======== TEXT TO READ
I forgot that Mythology was a lustre (see what happens when you depot and don't keep the labels?)! It's one of my favorite eyeshadows ever, MAC or otherwise, and I've never had a problem with it being sheer. I always get compliments about how it makes my blue eyes stand out when I wear it. There is definitely a difference between Mythology on its own and Mythology over Beigeing Shadestick - it becomes much more vibrant when layered.


----------



## Solace (Apr 11, 2008)

*Re: MAC Lustre EyeShadows...How do you use them?*

Lustres intimidate me, haha. These tips are really helpful. =)


----------



## abbyquack (Apr 11, 2008)

*Re: MAC Lustre EyeShadows...How do you use them?*

yea they intimidate me too haha. there's so much fall out and it's sad because usually the colors are beautiful! why do you think MAC makes so many lustres? They're obviously usable based on the suggestions above but it would be so much easier and quicker to make them frosts or vp in the first place. Dress Camp is like half lustres, same with the FAFI shades as I mentioned before. I'm just glad Heatherette was lustre free!
================
**INSTRUCTION 1:** Repeat the passage from the lustre eyeshadow thread word for word, starting at "Lustres intimidate me, haha." and ending at "was lustre free!".
**INSTRUCTION 2:** According to the lustre eyeshadow thread, what happens to Mythology when it is worn over Beigeing Shadestick?
**INSTRUCTION 3:** Write the next part of the lustre eyeshadow thread, picking up after its last post.
======== DATA ROWS
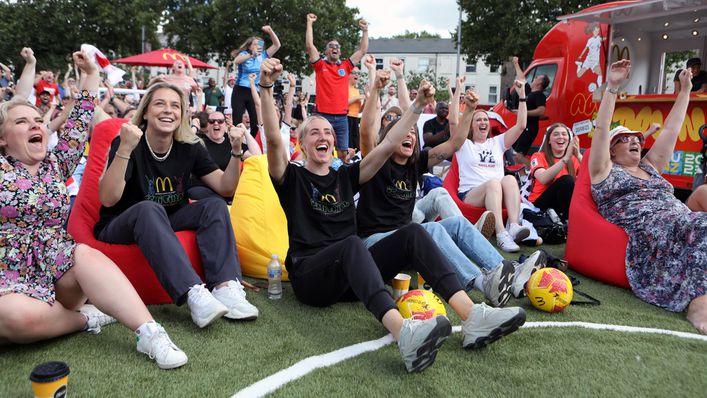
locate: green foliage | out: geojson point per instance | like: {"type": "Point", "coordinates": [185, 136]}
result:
{"type": "Point", "coordinates": [55, 29]}
{"type": "Point", "coordinates": [417, 35]}
{"type": "Point", "coordinates": [205, 28]}
{"type": "Point", "coordinates": [496, 30]}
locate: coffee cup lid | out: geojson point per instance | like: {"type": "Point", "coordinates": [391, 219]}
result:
{"type": "Point", "coordinates": [49, 371]}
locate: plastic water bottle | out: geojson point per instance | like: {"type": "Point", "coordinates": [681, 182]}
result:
{"type": "Point", "coordinates": [274, 278]}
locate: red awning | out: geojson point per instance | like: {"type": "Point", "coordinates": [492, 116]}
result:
{"type": "Point", "coordinates": [163, 57]}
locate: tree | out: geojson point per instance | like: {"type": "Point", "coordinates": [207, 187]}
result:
{"type": "Point", "coordinates": [417, 35]}
{"type": "Point", "coordinates": [496, 30]}
{"type": "Point", "coordinates": [216, 27]}
{"type": "Point", "coordinates": [55, 29]}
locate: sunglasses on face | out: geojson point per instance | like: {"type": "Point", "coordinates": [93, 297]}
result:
{"type": "Point", "coordinates": [390, 117]}
{"type": "Point", "coordinates": [629, 138]}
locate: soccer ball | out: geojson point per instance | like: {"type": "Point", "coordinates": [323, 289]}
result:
{"type": "Point", "coordinates": [420, 304]}
{"type": "Point", "coordinates": [549, 290]}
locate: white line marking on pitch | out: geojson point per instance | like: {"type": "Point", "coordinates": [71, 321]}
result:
{"type": "Point", "coordinates": [308, 365]}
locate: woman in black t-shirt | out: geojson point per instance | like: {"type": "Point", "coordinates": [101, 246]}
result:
{"type": "Point", "coordinates": [326, 261]}
{"type": "Point", "coordinates": [143, 193]}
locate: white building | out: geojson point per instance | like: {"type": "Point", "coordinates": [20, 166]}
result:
{"type": "Point", "coordinates": [439, 57]}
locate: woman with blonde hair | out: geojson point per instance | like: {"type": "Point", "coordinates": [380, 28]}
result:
{"type": "Point", "coordinates": [144, 200]}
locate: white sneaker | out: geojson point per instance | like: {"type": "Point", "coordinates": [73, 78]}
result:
{"type": "Point", "coordinates": [420, 340]}
{"type": "Point", "coordinates": [506, 243]}
{"type": "Point", "coordinates": [518, 232]}
{"type": "Point", "coordinates": [158, 346]}
{"type": "Point", "coordinates": [486, 324]}
{"type": "Point", "coordinates": [204, 307]}
{"type": "Point", "coordinates": [524, 271]}
{"type": "Point", "coordinates": [95, 318]}
{"type": "Point", "coordinates": [233, 297]}
{"type": "Point", "coordinates": [486, 224]}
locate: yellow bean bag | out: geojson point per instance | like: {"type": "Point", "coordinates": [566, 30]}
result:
{"type": "Point", "coordinates": [258, 220]}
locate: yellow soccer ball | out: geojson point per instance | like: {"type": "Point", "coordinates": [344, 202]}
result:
{"type": "Point", "coordinates": [549, 290]}
{"type": "Point", "coordinates": [420, 304]}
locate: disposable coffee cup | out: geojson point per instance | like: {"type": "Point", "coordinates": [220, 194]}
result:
{"type": "Point", "coordinates": [50, 379]}
{"type": "Point", "coordinates": [401, 285]}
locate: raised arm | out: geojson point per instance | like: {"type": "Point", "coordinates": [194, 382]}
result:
{"type": "Point", "coordinates": [662, 150]}
{"type": "Point", "coordinates": [363, 45]}
{"type": "Point", "coordinates": [510, 136]}
{"type": "Point", "coordinates": [256, 97]}
{"type": "Point", "coordinates": [398, 67]}
{"type": "Point", "coordinates": [378, 156]}
{"type": "Point", "coordinates": [275, 41]}
{"type": "Point", "coordinates": [600, 161]}
{"type": "Point", "coordinates": [459, 131]}
{"type": "Point", "coordinates": [312, 51]}
{"type": "Point", "coordinates": [270, 70]}
{"type": "Point", "coordinates": [26, 83]}
{"type": "Point", "coordinates": [289, 99]}
{"type": "Point", "coordinates": [370, 117]}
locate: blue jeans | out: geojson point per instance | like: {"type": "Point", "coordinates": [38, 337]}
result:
{"type": "Point", "coordinates": [340, 124]}
{"type": "Point", "coordinates": [463, 245]}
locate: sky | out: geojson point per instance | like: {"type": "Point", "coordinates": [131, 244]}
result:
{"type": "Point", "coordinates": [434, 16]}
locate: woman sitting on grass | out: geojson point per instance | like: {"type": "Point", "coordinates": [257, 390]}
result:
{"type": "Point", "coordinates": [481, 169]}
{"type": "Point", "coordinates": [553, 170]}
{"type": "Point", "coordinates": [666, 256]}
{"type": "Point", "coordinates": [328, 263]}
{"type": "Point", "coordinates": [45, 277]}
{"type": "Point", "coordinates": [144, 200]}
{"type": "Point", "coordinates": [387, 201]}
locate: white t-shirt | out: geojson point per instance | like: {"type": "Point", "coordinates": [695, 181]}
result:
{"type": "Point", "coordinates": [479, 163]}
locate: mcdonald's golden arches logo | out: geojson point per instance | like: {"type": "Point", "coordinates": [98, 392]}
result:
{"type": "Point", "coordinates": [161, 184]}
{"type": "Point", "coordinates": [329, 198]}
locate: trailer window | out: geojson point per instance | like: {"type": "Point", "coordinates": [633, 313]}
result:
{"type": "Point", "coordinates": [548, 70]}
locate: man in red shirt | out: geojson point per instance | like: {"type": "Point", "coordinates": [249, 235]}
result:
{"type": "Point", "coordinates": [332, 76]}
{"type": "Point", "coordinates": [45, 82]}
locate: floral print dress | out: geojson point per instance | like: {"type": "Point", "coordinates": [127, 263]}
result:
{"type": "Point", "coordinates": [35, 249]}
{"type": "Point", "coordinates": [666, 256]}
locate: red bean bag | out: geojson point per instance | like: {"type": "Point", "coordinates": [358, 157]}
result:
{"type": "Point", "coordinates": [84, 216]}
{"type": "Point", "coordinates": [595, 247]}
{"type": "Point", "coordinates": [451, 184]}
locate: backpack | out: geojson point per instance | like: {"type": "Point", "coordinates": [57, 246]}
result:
{"type": "Point", "coordinates": [551, 232]}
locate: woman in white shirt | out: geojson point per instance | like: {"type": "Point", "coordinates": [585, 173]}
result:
{"type": "Point", "coordinates": [481, 173]}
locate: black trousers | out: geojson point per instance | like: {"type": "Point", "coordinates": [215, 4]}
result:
{"type": "Point", "coordinates": [557, 196]}
{"type": "Point", "coordinates": [347, 270]}
{"type": "Point", "coordinates": [147, 224]}
{"type": "Point", "coordinates": [242, 100]}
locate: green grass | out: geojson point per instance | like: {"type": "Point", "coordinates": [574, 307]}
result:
{"type": "Point", "coordinates": [229, 356]}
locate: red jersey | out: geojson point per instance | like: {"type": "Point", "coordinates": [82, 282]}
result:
{"type": "Point", "coordinates": [332, 86]}
{"type": "Point", "coordinates": [52, 88]}
{"type": "Point", "coordinates": [538, 161]}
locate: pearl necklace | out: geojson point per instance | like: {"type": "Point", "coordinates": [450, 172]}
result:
{"type": "Point", "coordinates": [159, 158]}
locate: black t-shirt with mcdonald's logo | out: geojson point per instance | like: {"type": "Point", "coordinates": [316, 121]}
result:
{"type": "Point", "coordinates": [388, 199]}
{"type": "Point", "coordinates": [320, 210]}
{"type": "Point", "coordinates": [165, 183]}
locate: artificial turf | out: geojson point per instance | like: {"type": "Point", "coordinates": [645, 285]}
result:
{"type": "Point", "coordinates": [229, 356]}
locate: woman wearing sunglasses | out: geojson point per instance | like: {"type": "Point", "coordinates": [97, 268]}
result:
{"type": "Point", "coordinates": [666, 256]}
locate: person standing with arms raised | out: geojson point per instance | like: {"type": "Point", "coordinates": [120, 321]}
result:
{"type": "Point", "coordinates": [332, 81]}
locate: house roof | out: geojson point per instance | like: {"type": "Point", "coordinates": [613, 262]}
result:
{"type": "Point", "coordinates": [411, 46]}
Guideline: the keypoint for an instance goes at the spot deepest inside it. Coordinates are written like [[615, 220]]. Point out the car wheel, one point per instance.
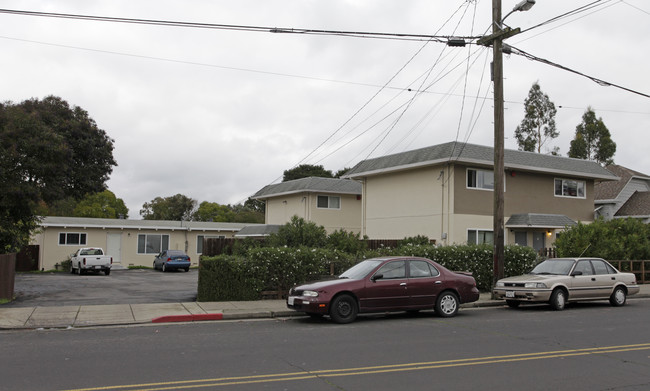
[[343, 309], [558, 299], [447, 304], [513, 303], [618, 297]]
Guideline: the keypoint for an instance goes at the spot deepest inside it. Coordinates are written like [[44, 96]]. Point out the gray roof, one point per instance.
================
**ANSWER 1:**
Lustres intimidate me, haha. These tips are really helpful. =)


----------



## abbyquack (Apr 11, 2008)

*Re: MAC Lustre EyeShadows...How do you use them?*

yea they intimidate me too haha. there's so much fall out and it's sad because usually the colors are beautiful! why do you think MAC makes so many lustres? They're obviously usable based on the suggestions above but it would be so much easier and quicker to make them frosts or vp in the first place. Dress Camp is like half lustres, same with the FAFI shades as I mentioned before. I'm just glad Heatherette was lustre free!

**ANSWER 2:** It becomes much more vibrant.

**ANSWER 3:**
----------



## Pink Princess (Aug 10, 2008)

*Re: MAC Lustre EyeShadows...How do you use them?*

I use paint pots underneath but the lustres still don't seem to stay well..do you think shade sticks work better?


----------



## April47 (Aug 19, 2008)

*Re: MAC Lustre EyeShadows...How do you use them?*

Okay so here is my Lustre trick. When I first bring a lustre home I take a Q-Tip and *gasp* dig around in the e/s taking off about 4-6 layers of e/s. And then I dump the access in the trash. I find when you do this they apply a lot easier. 

When I first got Idol Eyes I hated it because I couldn't get anything on my freaking brush! And I was confused because the color looks so nice in the store. So I thought about why that is and the answer is because it has been used so much by other people. Sooo, that's how I ended up doing what I do.

And as always use a base with lustres. FYI Corn s/s looks so amazing with Idol Eyes overtop... And like others have said the #239 is a good brush to use with lustres.


----------



## BunnyBunnyBunny (Aug 19, 2008)

*Re: MAC Lustre EyeShadows...How do you use them?*

I really hate them in the holiday palettes. They get all over the mirror and other shadows even when I don't use them. =/ Paint Pots hold them on the lid better than nothing but even those aren't too great for most.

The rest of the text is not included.